Vorliegender Text:
Heike und Ansgar sind nach dem Essen, obwohl es erst um und bei 20:00 Uhr ist, so müde, dass sie sich gleich hinlegen. Diethild und ich gehen noch einmal an die Bar – ich finde Phil und Richard einfach super nett und sympathisch und habe Lust, mich noch eine Weile mit ihnen zu unterhalten.
Zunächst unterhalten Diethild und ich uns aber mit Lilian. Lilian ist auch Gast im Swamp Stop. Sie ist schwarz und kommt aus Shakawe, wo sie Farmerin ist! Also nicht die Frau eines Farmers, sondern wirklich selbst Farmerin! Sie spricht fließend und fast akzentfrei Englisch und macht überhaupt einen überaus gebildeten Eindruck. Heute Nachmittag, als es um das Thema HIV und AIDS ging, hatte ich mich auch schon kurz mit ihr unterhalten und sie hatte mir erzählt, dass sie zumindest bei sich im Dorf versucht, den Leuten die AIDS-Problematik begreiflich zu machen und sie zu entsprechendem Handeln zu bewegen.
Jetzt erzählt sie uns, dass sie Gemüse anbaut – in erster Linie Tomaten, grüne Paprika und einige Kräuter. Für die Zukunft plant sie aber auch, Gewächshäuser zu bauen um noch andere Gemüsesorten anbauen zu können.
Anfänglich hatte sie schon einige Schwierigkeiten, sich bei ihren männlichen Kollegen und Angestellten durchzusetzen, inzwischen würde das aber ganz gut funktionieren.
Danach unterhalte ich mich noch lange mit Richard und wir erzählen uns gegenseitig Geschichten aus der großen weiten Welt!

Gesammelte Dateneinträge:
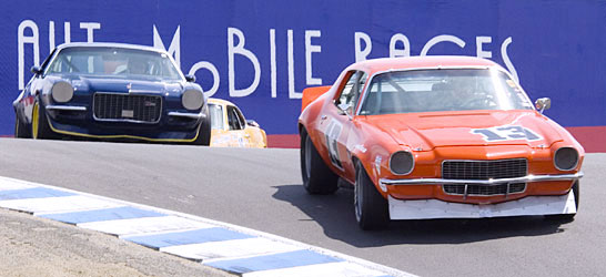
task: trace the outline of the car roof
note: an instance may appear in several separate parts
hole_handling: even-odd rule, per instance
[[[371,73],[406,70],[406,69],[436,69],[436,68],[501,68],[493,61],[465,55],[426,55],[426,57],[403,57],[403,58],[381,58],[356,62],[350,65],[349,70],[365,70]]]
[[[226,100],[223,100],[223,99],[209,98],[209,103],[213,103],[213,104],[218,104],[218,105],[233,105],[233,106],[235,106],[234,103],[232,103],[230,101],[226,101]]]
[[[166,53],[165,50],[159,49],[159,48],[139,45],[139,44],[117,43],[117,42],[70,42],[70,43],[60,44],[59,47],[57,47],[57,50],[62,50],[65,48],[122,48],[122,49],[134,49],[134,50]]]

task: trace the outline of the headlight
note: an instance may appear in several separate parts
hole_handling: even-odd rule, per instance
[[[398,151],[390,157],[390,170],[395,175],[407,175],[413,172],[414,157],[411,152]]]
[[[198,110],[204,104],[204,94],[199,90],[186,90],[181,96],[181,103],[188,110]]]
[[[560,171],[572,171],[578,163],[578,152],[573,147],[562,147],[554,154],[554,165]]]
[[[73,86],[68,82],[57,82],[52,85],[51,95],[59,103],[68,102],[73,98]]]

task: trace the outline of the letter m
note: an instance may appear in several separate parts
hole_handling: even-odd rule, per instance
[[[176,27],[176,31],[174,31],[174,34],[172,35],[172,41],[166,50],[164,47],[164,43],[162,42],[162,39],[160,38],[160,33],[158,33],[158,29],[155,28],[155,24],[153,25],[153,47],[158,49],[162,49],[169,52],[174,58],[174,61],[176,62],[176,66],[181,68],[181,25]]]

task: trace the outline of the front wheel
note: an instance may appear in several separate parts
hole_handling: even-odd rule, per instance
[[[355,219],[362,229],[378,229],[390,223],[387,201],[378,193],[360,162],[356,164],[354,206]]]
[[[49,120],[47,119],[44,106],[40,105],[38,102],[33,104],[31,115],[31,137],[34,140],[49,140],[54,137]]]
[[[579,185],[578,185],[578,181],[577,181],[573,185],[573,194],[575,195],[575,207],[576,207],[577,212],[578,212],[578,201],[580,199],[579,187],[578,186]],[[546,215],[545,218],[551,219],[551,220],[567,223],[567,222],[574,220],[575,215],[576,215],[576,213],[574,213],[574,214],[560,214],[560,215]]]
[[[200,123],[198,137],[195,137],[193,144],[209,146],[211,145],[211,115],[209,113],[209,109],[205,109],[204,114],[206,116]]]
[[[28,132],[28,127],[26,124],[21,122],[19,119],[19,114],[14,114],[14,137],[18,138],[28,138],[31,136],[30,132]]]
[[[301,176],[309,194],[333,194],[339,176],[324,163],[305,130],[301,131]]]

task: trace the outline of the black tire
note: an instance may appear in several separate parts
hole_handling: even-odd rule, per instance
[[[193,144],[209,146],[211,145],[211,115],[209,113],[208,107],[204,107],[204,110],[205,110],[204,113],[206,114],[206,116],[200,123],[200,126],[198,130],[198,137],[195,137],[195,141],[193,141]]]
[[[14,137],[29,138],[31,137],[30,130],[19,119],[19,114],[14,114]]]
[[[575,194],[575,207],[576,207],[576,212],[578,213],[578,202],[580,199],[580,195],[579,195],[579,187],[578,187],[578,181],[575,182],[575,184],[573,185],[573,193]],[[557,222],[563,222],[563,223],[567,223],[567,222],[573,222],[575,219],[575,215],[576,213],[574,214],[562,214],[562,215],[546,215],[545,218],[546,219],[549,219],[549,220],[557,220]]]
[[[51,140],[54,138],[54,132],[52,132],[49,120],[47,119],[47,111],[43,105],[40,105],[37,101],[33,104],[33,111],[31,116],[31,137],[34,140]]]
[[[309,194],[333,194],[339,176],[326,166],[305,130],[301,131],[301,176]]]
[[[365,230],[387,226],[390,223],[387,199],[378,193],[360,162],[355,171],[354,207],[357,225]]]

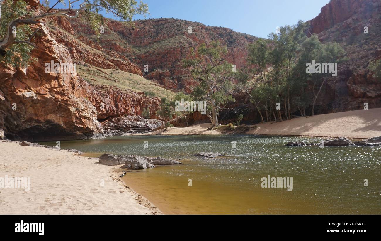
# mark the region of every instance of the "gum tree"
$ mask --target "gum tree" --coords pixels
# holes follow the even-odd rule
[[[312,85],[312,92],[314,95],[312,103],[312,115],[315,115],[315,106],[324,83],[331,76],[331,73],[307,73],[306,63],[337,63],[345,59],[343,58],[345,52],[337,43],[322,43],[315,34],[313,35],[302,44],[301,54],[299,59],[298,69],[302,74],[302,79]],[[315,67],[314,66],[313,67]],[[337,70],[336,69],[336,71]]]
[[[212,127],[218,124],[219,111],[227,103],[235,101],[230,93],[233,87],[233,72],[232,64],[226,61],[227,53],[226,47],[213,41],[208,47],[201,44],[197,51],[191,48],[188,58],[183,60],[184,67],[200,82],[192,95],[197,100],[207,101],[206,115]]]
[[[61,3],[67,6],[64,10],[54,8]],[[131,22],[136,14],[148,13],[145,3],[134,0],[58,0],[46,12],[40,14],[27,10],[27,4],[22,0],[0,0],[0,60],[14,65],[25,65],[29,60],[30,51],[35,47],[34,35],[44,24],[44,21],[54,16],[69,19],[83,14],[96,34],[103,19],[99,13],[111,13],[118,20]],[[31,27],[38,26],[34,32]]]

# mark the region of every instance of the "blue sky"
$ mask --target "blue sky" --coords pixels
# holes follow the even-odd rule
[[[52,6],[55,2],[51,0]],[[138,1],[139,2],[139,1]],[[277,26],[316,17],[329,0],[143,0],[148,18],[178,18],[267,38]],[[42,2],[43,1],[42,1]],[[62,7],[60,6],[59,7]],[[112,15],[105,16],[112,18]],[[137,16],[134,19],[142,19]]]

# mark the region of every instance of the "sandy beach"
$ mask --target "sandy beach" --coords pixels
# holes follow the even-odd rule
[[[295,118],[282,122],[248,126],[246,134],[346,137],[367,139],[381,136],[381,108],[360,110]],[[211,135],[221,134],[218,130],[208,130],[210,123],[182,127],[169,127],[145,134]]]
[[[0,141],[0,178],[30,178],[30,190],[0,188],[0,214],[155,214],[126,186],[119,166],[66,151]]]

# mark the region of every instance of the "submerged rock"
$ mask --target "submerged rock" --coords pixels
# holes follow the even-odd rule
[[[369,142],[367,140],[363,140],[359,141],[354,141],[353,143],[356,146],[363,146],[367,143],[369,143]]]
[[[314,143],[310,143],[310,145],[315,145]],[[293,141],[291,141],[290,142],[286,144],[286,146],[307,146],[307,145],[304,141],[297,141],[296,142],[294,142]]]
[[[214,152],[200,152],[199,153],[196,154],[195,156],[203,156],[205,157],[215,157],[219,156],[222,156],[222,154],[215,153]]]
[[[324,141],[325,146],[351,146],[354,145],[352,141],[345,137],[339,137],[334,140]]]
[[[166,159],[161,157],[149,157],[136,155],[116,156],[105,153],[99,158],[99,162],[107,165],[124,164],[120,168],[138,170],[153,168],[157,165],[182,164],[175,160]]]
[[[356,142],[359,142],[358,145],[365,145],[365,143],[367,143],[367,142],[362,142],[362,141],[363,141],[359,142],[355,141],[355,143]],[[307,144],[306,144],[303,141],[298,141],[296,142],[291,141],[288,142],[287,144],[286,144],[286,145],[289,146],[303,146],[307,145],[318,145],[320,144],[320,143],[309,143]],[[338,138],[336,138],[333,140],[327,139],[324,141],[324,146],[352,146],[354,145],[355,145],[355,144],[352,142],[351,140],[349,140],[345,137],[339,137]]]
[[[83,154],[83,153],[82,151],[79,151],[75,149],[65,149],[65,150],[69,151],[69,152],[74,152],[74,153],[78,153],[80,155],[82,155]]]
[[[365,145],[370,146],[381,146],[381,143],[379,142],[368,142],[366,143]]]
[[[368,139],[368,140],[370,142],[380,143],[381,142],[381,137],[372,137],[370,139]]]
[[[368,140],[363,140],[359,141],[354,141],[353,143],[356,146],[381,146],[381,137],[372,137]]]

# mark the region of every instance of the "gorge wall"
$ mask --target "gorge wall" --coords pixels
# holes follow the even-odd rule
[[[37,0],[27,2],[36,14],[46,10]],[[149,108],[150,117],[157,118],[158,98],[90,84],[76,72],[45,73],[46,63],[120,70],[175,92],[189,92],[198,83],[182,67],[181,60],[191,47],[218,40],[227,47],[228,61],[239,69],[246,66],[247,45],[258,39],[226,28],[173,19],[140,20],[132,26],[106,19],[104,33],[99,39],[80,16],[70,20],[54,17],[46,22],[33,40],[37,47],[32,56],[37,61],[26,69],[0,65],[0,129],[10,138],[96,138],[123,130],[145,131],[161,123],[136,117]],[[381,58],[380,1],[332,0],[309,22],[311,33],[318,34],[322,42],[339,43],[349,59],[339,65],[338,76],[327,81],[316,112],[359,109],[365,102],[370,108],[381,107],[380,80],[367,68],[370,62]],[[143,70],[145,64],[147,72]],[[240,113],[244,122],[258,122],[247,95],[237,92],[234,97],[236,102],[229,106],[233,109],[221,113],[221,122],[232,122]],[[208,121],[199,114],[192,114],[190,123]],[[173,123],[183,125],[179,119]]]

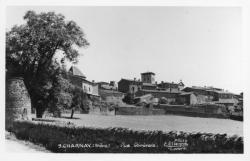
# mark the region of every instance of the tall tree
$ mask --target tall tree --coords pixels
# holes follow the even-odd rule
[[[61,14],[28,11],[24,20],[6,33],[6,68],[24,77],[32,107],[42,117],[53,88],[51,75],[57,74],[52,66],[56,53],[76,63],[77,49],[89,43],[81,28]]]

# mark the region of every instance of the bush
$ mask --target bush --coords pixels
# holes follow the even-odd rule
[[[42,144],[60,153],[243,153],[243,138],[226,134],[62,127],[24,121],[14,122],[9,131],[18,139]],[[175,147],[178,143],[185,148]],[[144,145],[148,147],[142,147]]]

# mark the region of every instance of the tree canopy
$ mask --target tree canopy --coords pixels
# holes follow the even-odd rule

Aufgaben:
- A) Welche Gemüsesorten baut Lilian laut dem Text über den Abend im Swamp Stop in erster Linie an?
- B) Schreiben Sie aus dem Text über den Abend im Swamp Stop die Stelle von „Jetzt erzählt sie“ bis einschließlich „anbauen zu können.“ wortgetreu ab.

Lösungen:
- A) Tomaten, grüne Paprika und einige Kräuter.

- B)
Jetzt erzählt sie uns, dass sie Gemüse anbaut – in erster Linie Tomaten, grüne Paprika und einige Kräuter. Für die Zukunft plant sie aber auch, Gewächshäuser zu bauen um noch andere Gemüsesorten anbauen zu können.